(Beginning of Selected text)
New York City-based artist Ruth Inge Hardison — best known for a series of sculpted portraits titled “Negro Giants in History” — died at age 102 years early Thursday morning.
The artist lived during the most intense moments of the Civil Rights movement, Jim Crow and segregation in the country. She was a sculptor, poet, actress and photographer who spent her whole life documenting the richness of Black people with her work.
“She was a renaissance woman, a force to be reckoned with,” said Hardison’s daughter, Yolande, 62 to the New York Daily News, “She inspired a lot of people, and worked with a lot of people.”
Born in Portsmouth, Virginia in 1914, she moved to Brooklyn to pursue a career in theater and make it as an actress. This move came during the Great Migration, when African-Americans began moving to northern industrialized cities to escape rampant racism in the South.
(End of Selected text)
* Using the information:
**a.** In the article about Ruth Inge Hardison, where and in what year was she born?
**b.** Write out the article about Ruth Inge Hardison from "New York City-based" up to and including "early Thursday morning.".
**c.** Continue the article about Ruth Inge Hardison, picking up after its final sentence.
(Beginning of Information)
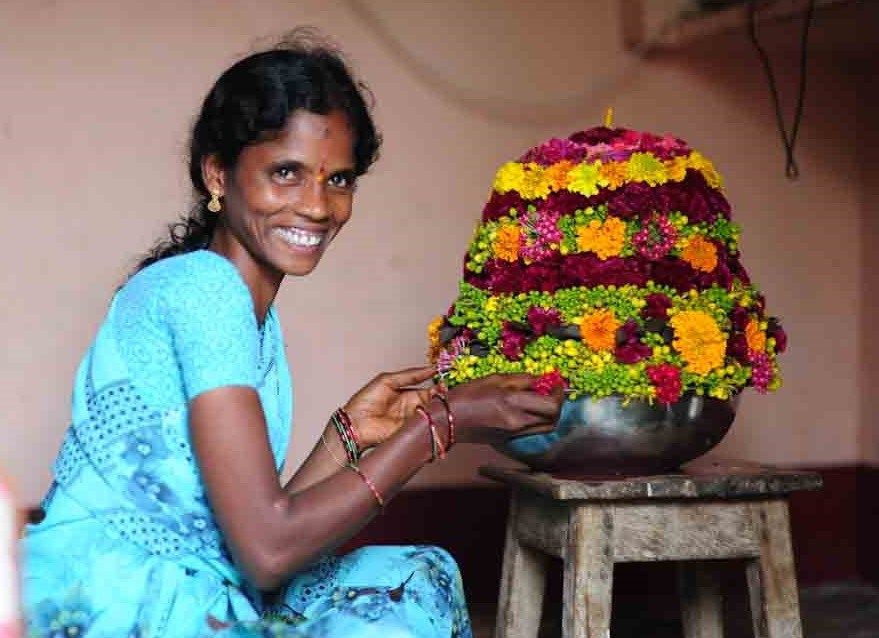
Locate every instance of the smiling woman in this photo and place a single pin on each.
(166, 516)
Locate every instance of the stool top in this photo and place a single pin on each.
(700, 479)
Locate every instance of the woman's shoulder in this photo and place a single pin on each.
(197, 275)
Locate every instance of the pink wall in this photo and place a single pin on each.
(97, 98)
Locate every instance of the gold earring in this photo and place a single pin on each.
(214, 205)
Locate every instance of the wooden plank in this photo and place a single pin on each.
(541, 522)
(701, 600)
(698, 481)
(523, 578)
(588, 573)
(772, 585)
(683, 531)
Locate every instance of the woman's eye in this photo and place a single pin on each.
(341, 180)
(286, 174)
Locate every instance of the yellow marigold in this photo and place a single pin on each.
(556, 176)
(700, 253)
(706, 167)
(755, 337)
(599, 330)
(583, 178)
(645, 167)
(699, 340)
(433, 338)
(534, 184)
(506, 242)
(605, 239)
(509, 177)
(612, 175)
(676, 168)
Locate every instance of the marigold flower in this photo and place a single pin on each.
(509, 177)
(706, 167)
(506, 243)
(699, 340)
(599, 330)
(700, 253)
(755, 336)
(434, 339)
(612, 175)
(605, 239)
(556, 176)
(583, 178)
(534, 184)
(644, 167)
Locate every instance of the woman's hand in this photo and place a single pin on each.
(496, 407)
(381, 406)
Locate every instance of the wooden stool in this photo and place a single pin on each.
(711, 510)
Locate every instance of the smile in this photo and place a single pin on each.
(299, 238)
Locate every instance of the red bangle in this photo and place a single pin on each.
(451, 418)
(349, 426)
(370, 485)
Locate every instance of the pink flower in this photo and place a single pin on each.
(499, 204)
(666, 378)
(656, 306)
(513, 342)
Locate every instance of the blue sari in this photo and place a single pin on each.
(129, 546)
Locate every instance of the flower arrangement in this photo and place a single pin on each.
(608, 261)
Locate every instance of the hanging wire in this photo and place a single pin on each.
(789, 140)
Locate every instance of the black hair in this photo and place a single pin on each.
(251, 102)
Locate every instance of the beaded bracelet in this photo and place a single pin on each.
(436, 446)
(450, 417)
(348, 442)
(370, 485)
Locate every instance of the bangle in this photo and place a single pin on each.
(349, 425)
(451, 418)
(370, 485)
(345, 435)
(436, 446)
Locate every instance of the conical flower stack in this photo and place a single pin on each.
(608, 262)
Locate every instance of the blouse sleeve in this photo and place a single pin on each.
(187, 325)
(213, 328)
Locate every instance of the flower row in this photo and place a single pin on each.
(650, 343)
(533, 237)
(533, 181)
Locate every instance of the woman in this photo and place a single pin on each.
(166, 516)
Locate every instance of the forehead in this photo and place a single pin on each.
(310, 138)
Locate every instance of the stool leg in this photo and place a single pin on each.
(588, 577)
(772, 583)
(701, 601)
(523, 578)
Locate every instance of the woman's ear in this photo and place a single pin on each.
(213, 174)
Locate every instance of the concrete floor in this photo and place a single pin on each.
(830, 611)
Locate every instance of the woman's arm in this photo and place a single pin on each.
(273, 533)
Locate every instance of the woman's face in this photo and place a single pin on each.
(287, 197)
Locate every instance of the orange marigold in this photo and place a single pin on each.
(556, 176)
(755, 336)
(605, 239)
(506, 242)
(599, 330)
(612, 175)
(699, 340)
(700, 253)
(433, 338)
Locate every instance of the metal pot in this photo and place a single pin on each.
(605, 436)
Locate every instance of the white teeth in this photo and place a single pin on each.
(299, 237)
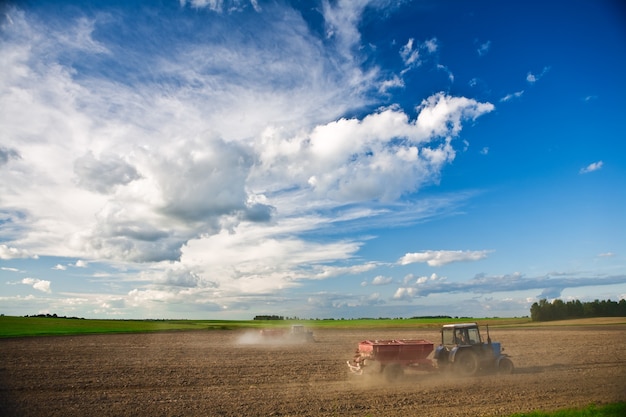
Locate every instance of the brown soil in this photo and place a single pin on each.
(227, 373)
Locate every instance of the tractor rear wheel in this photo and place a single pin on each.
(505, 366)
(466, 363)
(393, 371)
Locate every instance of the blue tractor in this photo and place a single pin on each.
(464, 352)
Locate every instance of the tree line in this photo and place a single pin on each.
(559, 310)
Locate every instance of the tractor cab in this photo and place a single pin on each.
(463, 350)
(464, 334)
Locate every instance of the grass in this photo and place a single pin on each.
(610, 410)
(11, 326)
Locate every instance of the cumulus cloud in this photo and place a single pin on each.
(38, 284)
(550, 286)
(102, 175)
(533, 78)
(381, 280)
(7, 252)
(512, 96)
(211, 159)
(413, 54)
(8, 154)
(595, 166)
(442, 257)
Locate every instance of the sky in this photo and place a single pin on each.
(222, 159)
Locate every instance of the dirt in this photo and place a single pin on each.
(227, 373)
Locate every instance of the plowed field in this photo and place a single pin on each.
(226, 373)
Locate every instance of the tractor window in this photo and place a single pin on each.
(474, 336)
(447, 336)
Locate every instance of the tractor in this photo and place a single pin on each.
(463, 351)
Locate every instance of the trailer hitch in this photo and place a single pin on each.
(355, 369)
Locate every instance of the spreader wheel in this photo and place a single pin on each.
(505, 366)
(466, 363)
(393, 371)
(End of Information)
(Beginning of Information)
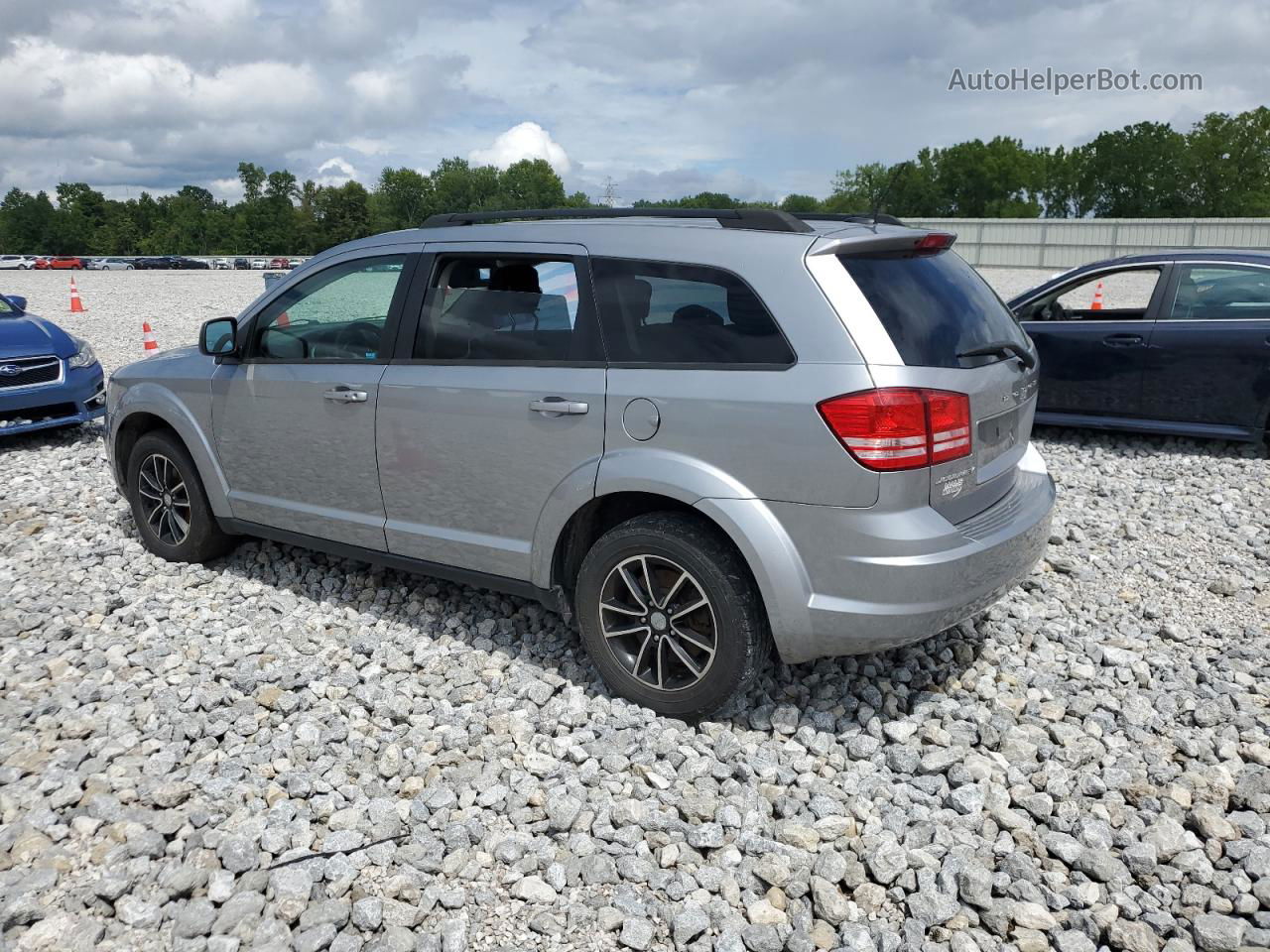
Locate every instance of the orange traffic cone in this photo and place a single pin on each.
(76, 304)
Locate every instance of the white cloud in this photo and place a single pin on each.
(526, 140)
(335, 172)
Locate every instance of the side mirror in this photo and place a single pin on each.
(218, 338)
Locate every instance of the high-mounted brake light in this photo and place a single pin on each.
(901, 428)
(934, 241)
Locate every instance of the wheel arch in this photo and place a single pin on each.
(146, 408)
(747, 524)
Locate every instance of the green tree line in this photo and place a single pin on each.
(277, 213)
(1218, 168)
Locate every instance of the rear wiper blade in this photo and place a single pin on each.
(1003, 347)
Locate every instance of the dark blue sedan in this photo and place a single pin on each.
(End of Information)
(Beginning of Information)
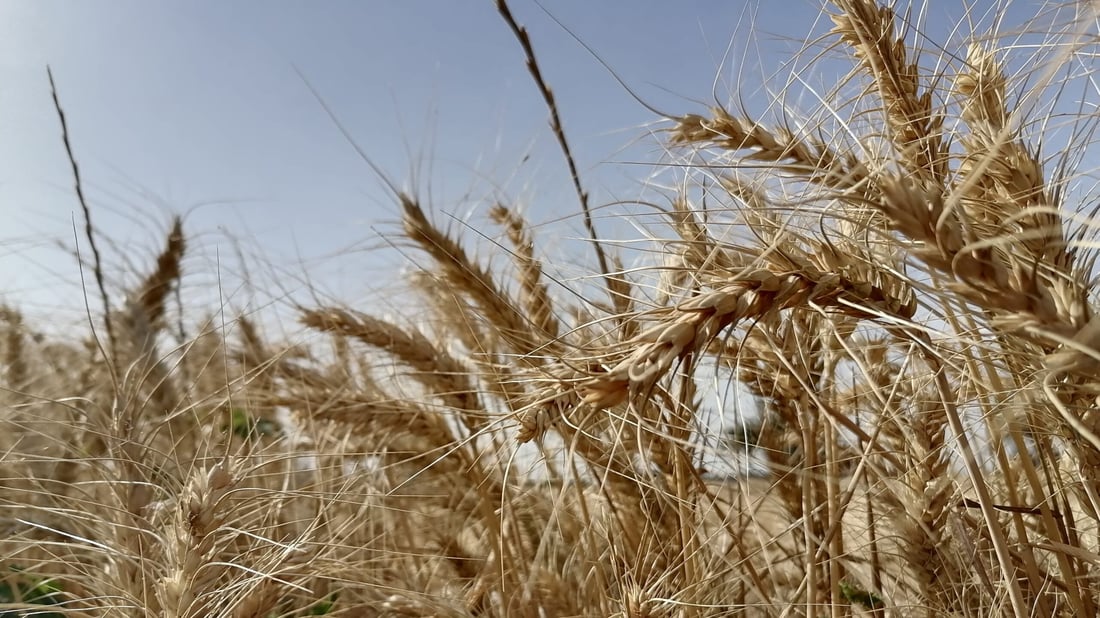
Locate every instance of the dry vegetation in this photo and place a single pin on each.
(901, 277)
(End of Information)
* Exercise responses:
**a.** She was born in Portsmouth, Virginia, in 1914.

**b.**
New York City-based artist Ruth Inge Hardison — best known for a series of sculpted portraits titled “Negro Giants in History” — died at age 102 years early Thursday morning.

**c.**
However, many people like Hardison still experienced racism in the north. She was active in the Civil Rights Movement by turning her passion for acting and theater into sculpting beautiful busts of Black stalwarts.
In the 1960s, Hardison created a series of bronze busts featuring the likenesses of inventor Benjamin Banneker, heart surgeon Charles Drew, inventor Lewis Latimer, and inventor Garrett Morgan. She has immortalized some of the greatest figures in American and African-American history in a series called “Negro Giants in History.”
This series has been considered the artist’s magnum opus. Here are some of her amazing pieces:
Norbert Rillieux (March 17, 1806 – Oct. 8, 1894)
Rillieux was an inventor and engineer who refined the way sugar was processed.
Matthew A. Henson (Aug. 8, 1866 – March 9, 1955)
Henson was the first Black explorer to step foot on Antarctica.
Lewis Latimer (Sept. 4, 1848- Dec. 11, 1928)
Latimer was an inventor who worked on making carbon filaments for the Maxim electric incandescent lamp and improving the elevator.
Garrett A. Morgan ( March 4, 1877 – Aug. 27, 1963)
Morgan was an inventor and businessman famous for inventing the modern-day traffic light and fine-tuning the gas mask.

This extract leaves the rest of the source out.